So you can implement it as:

mov ecx,Posted on 2003-08-02 07:04:45 by The Svin

jmp ecx

thank you, The Svin!,
now i see it: 0FFh, 0E1h (mov eip, ecx)
sometimes i'm confused with intel sintaxis.:mad:
Posted on 2003-08-02 21:06:47 by S.T.A.S.
I agree.
They try to bring a though that (E)IP
is not accessable to a programmer.
And CS not changable.
Yet, it brings along difficalties to
understand what jumps mean.
Of course, eip is accessable,
and jmps,calls,rets are nothing but
loading values in EIP (and CS with FAR jmps,calls,rets)
or adjusting (adding) to the value of EIP
(with relative jmps)
Posted on 2003-08-03 00:32:53 by The Svin

and jmps,calls,rets are nothing but
loading values in EIP (and CS with FAR jmps,calls,rets)
or adjusting (adding) to the value of EIP
(with relative jmps)

Perhaps this is the the Opcode thread? What the instructions really do, cmp = sub with the result not saved but the flags set.
Posted on 2003-08-03 06:31:15 by scientica
Yes, but people and docs usualy has a lot of places about what cmp or test really do, yet a few stress on what "control" instructiocs really do with EIP. And a lot of distraceing info
that EIP and CS is not accessable blah - blah - blah.
I understand their way - they want programmers to think of
control instructions in logical not arithmetic ways, yet in just
slow eduction and when it comes to system programming when
you must deal with exeptions, interupts, handling of the different kind of exeption and ring switching in different conditions - you just forced to thing of control instructions in arithmetic and EIP:CS manipulating ways.

## Source material
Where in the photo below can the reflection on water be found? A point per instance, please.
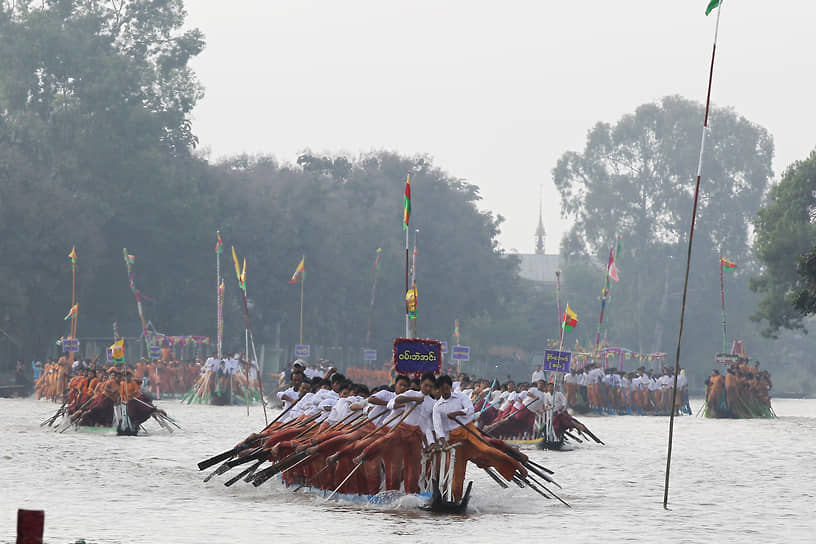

## Goal
In the forum thread on the EIP register, why do the docs portray EIP and CS as inaccessible, and why does The Svin say that approach breaks down in system programming?

## Solution to the problem
The docs want programmers to think of control instructions in logical rather than arithmetic terms. In system programming, though, dealing with exceptions, interrupts, different kinds of exception handling and ring switching forces one to treat control instructions as arithmetic manipulation of EIP and CS.